■ **Provided records**
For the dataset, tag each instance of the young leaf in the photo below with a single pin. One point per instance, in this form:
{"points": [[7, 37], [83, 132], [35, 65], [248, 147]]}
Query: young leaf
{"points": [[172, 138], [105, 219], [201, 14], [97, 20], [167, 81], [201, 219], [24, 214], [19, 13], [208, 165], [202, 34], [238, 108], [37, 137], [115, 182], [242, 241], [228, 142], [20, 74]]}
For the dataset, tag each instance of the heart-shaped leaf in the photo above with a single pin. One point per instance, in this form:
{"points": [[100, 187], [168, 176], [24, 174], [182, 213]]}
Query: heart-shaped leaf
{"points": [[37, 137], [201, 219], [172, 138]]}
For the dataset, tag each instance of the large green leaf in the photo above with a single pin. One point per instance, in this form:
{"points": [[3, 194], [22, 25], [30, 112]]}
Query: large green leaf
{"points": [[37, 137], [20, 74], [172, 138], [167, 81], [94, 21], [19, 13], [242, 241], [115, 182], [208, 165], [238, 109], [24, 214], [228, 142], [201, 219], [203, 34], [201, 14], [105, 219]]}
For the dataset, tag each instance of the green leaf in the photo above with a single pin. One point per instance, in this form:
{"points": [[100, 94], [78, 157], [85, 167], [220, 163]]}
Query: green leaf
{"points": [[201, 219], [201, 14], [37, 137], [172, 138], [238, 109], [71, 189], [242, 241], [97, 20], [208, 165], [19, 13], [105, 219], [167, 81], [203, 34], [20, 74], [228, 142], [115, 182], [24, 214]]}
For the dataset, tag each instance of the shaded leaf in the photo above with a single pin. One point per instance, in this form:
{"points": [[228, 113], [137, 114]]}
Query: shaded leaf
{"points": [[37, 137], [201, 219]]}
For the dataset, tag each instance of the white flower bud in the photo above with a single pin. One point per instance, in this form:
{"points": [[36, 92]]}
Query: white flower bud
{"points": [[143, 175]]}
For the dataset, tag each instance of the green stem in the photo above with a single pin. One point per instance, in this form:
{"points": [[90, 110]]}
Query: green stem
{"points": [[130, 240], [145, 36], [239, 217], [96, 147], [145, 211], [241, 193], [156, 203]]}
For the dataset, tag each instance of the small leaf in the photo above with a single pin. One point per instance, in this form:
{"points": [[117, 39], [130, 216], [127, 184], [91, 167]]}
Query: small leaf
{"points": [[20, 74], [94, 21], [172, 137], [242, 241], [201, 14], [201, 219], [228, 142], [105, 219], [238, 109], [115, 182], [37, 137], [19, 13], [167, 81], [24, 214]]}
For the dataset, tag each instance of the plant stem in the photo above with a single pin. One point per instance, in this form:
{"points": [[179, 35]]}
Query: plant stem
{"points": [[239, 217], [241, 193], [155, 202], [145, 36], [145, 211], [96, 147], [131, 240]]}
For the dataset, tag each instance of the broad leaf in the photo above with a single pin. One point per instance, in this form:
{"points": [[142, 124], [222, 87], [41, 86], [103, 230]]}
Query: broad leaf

==

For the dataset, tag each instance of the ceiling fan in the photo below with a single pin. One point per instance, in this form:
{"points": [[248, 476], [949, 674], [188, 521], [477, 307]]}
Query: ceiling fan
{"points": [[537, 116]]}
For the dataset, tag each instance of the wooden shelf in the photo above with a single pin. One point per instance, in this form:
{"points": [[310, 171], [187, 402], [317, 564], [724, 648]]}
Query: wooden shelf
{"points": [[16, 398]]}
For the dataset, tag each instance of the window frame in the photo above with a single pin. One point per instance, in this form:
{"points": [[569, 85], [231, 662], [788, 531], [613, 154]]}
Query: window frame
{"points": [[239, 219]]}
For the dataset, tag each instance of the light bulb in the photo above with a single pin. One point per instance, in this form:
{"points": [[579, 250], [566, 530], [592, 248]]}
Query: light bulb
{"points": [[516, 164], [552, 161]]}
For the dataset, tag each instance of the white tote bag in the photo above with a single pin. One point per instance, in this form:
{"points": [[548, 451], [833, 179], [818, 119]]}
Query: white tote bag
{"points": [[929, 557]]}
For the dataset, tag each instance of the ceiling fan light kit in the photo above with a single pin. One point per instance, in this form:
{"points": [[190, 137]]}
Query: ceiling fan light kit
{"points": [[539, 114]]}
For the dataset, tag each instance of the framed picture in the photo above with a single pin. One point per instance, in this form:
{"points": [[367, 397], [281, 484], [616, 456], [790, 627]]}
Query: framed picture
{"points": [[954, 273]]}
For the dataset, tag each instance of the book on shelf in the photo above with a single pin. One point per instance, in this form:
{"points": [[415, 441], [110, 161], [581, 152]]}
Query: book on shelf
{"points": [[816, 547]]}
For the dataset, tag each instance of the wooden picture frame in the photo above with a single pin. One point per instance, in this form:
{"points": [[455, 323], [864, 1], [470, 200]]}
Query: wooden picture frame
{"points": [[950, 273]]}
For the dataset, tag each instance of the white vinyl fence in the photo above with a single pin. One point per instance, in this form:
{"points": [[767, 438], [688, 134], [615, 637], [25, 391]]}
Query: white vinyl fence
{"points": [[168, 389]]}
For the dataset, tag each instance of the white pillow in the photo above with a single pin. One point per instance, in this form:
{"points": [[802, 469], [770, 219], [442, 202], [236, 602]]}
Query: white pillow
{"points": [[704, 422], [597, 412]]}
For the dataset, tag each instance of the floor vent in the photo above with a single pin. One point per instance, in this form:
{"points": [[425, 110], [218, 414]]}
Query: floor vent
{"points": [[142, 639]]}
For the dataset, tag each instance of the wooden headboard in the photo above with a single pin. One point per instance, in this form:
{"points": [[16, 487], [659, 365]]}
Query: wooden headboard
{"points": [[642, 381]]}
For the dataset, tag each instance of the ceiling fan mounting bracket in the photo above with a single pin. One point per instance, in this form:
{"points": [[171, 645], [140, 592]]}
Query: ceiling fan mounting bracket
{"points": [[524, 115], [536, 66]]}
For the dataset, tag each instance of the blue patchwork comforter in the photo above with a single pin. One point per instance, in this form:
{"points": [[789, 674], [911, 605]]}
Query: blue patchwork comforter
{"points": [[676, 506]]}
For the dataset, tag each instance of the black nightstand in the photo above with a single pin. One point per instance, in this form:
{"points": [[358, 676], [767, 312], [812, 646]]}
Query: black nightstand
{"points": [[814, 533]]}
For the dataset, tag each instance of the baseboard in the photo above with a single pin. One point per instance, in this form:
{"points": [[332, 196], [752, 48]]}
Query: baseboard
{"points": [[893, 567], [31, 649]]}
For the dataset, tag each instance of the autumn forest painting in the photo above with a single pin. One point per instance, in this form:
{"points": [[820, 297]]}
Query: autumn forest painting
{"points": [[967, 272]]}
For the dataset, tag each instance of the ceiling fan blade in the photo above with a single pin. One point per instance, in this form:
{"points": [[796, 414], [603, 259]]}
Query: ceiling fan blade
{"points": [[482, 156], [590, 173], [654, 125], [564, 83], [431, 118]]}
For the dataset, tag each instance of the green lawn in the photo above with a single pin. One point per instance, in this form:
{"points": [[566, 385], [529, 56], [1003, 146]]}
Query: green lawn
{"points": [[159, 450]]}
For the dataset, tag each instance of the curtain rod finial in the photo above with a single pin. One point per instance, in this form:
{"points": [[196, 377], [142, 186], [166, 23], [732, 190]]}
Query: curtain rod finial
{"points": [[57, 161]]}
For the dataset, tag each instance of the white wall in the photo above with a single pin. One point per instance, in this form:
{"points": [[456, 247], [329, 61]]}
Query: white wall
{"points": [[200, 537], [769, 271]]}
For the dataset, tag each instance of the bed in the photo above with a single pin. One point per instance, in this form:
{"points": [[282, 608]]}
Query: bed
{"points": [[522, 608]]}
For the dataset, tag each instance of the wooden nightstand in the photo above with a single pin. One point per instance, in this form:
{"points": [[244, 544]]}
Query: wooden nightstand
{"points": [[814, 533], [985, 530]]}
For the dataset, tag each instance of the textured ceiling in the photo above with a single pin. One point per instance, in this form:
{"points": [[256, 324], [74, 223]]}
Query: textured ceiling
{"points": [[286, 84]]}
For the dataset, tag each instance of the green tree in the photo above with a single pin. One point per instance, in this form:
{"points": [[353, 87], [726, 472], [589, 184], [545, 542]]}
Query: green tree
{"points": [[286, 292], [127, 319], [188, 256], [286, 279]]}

* * *

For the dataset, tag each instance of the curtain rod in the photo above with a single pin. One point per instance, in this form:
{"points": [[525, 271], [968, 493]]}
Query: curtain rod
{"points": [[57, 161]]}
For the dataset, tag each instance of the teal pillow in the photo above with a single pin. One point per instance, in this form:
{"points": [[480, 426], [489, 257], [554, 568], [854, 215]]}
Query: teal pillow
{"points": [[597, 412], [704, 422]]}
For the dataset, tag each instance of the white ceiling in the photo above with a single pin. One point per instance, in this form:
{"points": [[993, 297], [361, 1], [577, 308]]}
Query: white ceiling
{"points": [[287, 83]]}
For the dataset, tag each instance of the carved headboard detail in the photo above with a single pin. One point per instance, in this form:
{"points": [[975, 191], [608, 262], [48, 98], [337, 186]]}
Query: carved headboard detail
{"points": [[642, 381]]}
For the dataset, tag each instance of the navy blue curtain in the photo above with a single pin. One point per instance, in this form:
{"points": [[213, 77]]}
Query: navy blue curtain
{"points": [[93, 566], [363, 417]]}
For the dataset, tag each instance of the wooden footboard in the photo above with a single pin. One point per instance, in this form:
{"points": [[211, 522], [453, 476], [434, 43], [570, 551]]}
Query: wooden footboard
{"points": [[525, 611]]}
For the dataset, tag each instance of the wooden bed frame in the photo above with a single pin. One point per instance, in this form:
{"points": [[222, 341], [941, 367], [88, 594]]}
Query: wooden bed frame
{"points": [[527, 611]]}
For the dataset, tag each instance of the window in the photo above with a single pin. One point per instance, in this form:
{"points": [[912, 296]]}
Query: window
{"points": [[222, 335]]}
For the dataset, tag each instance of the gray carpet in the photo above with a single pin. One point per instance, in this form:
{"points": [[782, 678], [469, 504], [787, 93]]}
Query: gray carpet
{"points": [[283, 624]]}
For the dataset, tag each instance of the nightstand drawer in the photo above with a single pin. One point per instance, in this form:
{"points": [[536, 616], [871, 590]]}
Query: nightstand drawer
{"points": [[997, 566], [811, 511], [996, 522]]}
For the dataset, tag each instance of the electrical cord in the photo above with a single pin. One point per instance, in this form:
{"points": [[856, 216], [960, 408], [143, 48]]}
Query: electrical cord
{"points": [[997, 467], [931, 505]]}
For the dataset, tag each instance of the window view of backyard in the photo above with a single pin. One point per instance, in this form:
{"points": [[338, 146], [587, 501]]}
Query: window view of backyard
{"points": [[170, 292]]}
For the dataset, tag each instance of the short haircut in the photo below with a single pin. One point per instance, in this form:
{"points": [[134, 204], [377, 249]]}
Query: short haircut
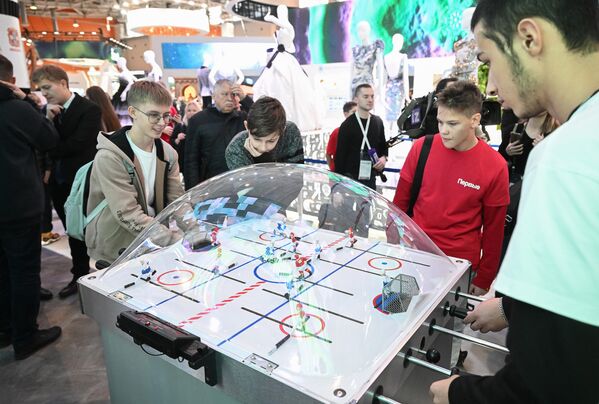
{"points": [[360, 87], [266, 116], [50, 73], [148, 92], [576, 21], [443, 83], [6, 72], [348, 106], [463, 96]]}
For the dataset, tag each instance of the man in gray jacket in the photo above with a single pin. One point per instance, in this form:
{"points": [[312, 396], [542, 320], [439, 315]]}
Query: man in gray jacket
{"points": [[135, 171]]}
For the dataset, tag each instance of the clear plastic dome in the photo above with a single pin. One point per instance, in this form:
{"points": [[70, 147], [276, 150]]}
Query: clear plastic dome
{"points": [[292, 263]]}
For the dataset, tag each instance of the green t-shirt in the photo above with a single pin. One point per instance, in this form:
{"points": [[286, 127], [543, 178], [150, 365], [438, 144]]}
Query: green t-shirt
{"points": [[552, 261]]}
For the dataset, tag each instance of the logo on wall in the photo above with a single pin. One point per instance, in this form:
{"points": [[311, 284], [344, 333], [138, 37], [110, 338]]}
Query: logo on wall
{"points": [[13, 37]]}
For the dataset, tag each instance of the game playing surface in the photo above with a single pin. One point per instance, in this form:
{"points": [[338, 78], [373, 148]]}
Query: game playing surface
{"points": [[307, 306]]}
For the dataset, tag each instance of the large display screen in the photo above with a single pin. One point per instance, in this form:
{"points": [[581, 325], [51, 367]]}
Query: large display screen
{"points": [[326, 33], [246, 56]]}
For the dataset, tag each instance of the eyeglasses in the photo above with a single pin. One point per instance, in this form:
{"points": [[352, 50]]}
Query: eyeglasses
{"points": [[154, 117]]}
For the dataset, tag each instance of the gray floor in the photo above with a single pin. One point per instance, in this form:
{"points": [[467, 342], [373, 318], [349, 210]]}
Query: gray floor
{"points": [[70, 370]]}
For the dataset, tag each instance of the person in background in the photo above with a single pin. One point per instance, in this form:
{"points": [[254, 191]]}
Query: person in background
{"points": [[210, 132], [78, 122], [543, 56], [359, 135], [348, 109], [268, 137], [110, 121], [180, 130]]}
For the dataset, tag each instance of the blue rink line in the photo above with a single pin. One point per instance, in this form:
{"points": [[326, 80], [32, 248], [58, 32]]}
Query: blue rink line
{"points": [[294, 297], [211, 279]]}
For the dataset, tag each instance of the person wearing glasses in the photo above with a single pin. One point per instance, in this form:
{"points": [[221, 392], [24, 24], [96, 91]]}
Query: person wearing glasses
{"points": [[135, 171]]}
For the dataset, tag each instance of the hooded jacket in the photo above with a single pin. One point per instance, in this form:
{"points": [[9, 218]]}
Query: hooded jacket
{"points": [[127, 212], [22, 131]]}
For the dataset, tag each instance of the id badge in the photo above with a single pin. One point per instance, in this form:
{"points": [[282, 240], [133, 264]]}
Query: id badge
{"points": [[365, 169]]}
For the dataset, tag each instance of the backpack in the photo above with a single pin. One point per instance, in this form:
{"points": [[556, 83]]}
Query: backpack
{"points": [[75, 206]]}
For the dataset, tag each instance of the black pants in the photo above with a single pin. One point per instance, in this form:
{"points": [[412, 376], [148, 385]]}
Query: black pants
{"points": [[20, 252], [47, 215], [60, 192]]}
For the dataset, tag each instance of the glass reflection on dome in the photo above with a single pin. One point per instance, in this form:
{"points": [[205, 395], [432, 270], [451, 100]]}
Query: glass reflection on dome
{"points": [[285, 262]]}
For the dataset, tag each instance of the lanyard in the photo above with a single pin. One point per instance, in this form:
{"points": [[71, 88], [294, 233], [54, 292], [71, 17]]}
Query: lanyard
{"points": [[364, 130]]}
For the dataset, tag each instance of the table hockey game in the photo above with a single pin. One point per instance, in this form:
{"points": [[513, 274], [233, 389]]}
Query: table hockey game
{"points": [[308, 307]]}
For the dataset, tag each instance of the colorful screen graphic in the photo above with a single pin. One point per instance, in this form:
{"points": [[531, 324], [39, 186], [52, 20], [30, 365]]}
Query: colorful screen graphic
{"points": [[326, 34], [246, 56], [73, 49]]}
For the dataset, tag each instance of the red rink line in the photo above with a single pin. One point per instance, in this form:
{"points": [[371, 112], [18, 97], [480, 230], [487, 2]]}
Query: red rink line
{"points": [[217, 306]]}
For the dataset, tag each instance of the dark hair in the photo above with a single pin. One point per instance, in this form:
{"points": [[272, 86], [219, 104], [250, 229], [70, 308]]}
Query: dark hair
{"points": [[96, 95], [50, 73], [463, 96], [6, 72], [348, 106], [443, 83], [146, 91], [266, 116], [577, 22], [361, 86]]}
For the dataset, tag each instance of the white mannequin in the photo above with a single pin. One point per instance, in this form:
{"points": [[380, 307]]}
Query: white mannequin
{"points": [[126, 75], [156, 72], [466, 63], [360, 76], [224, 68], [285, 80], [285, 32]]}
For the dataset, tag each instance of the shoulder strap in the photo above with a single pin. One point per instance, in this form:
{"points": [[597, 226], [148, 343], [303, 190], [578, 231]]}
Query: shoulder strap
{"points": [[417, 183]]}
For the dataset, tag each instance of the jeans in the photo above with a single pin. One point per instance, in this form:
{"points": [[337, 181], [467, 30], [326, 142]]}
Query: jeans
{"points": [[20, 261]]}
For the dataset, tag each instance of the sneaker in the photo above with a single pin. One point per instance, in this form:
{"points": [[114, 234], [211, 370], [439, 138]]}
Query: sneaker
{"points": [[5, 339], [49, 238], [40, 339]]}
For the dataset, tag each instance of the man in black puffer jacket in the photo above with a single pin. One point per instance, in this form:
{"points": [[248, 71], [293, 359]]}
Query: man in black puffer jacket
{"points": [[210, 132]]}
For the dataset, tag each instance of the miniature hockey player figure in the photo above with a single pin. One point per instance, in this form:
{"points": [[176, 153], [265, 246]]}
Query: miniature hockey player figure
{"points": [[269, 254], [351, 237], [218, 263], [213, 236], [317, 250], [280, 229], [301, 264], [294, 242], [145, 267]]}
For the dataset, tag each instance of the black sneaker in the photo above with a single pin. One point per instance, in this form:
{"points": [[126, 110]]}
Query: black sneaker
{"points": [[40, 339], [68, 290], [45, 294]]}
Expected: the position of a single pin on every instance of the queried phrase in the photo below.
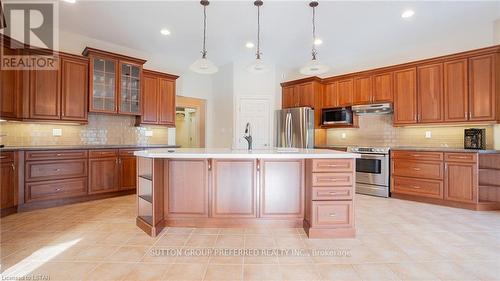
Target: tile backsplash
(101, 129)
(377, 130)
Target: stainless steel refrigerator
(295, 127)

■ **What you should do**
Your task is to copy each line of the data above that holds "broad".

■ **Response to the task**
For the dataset, tag each instance of the broad leaf in the photo above with a single pin. One point per instance, in this form:
Query: broad leaf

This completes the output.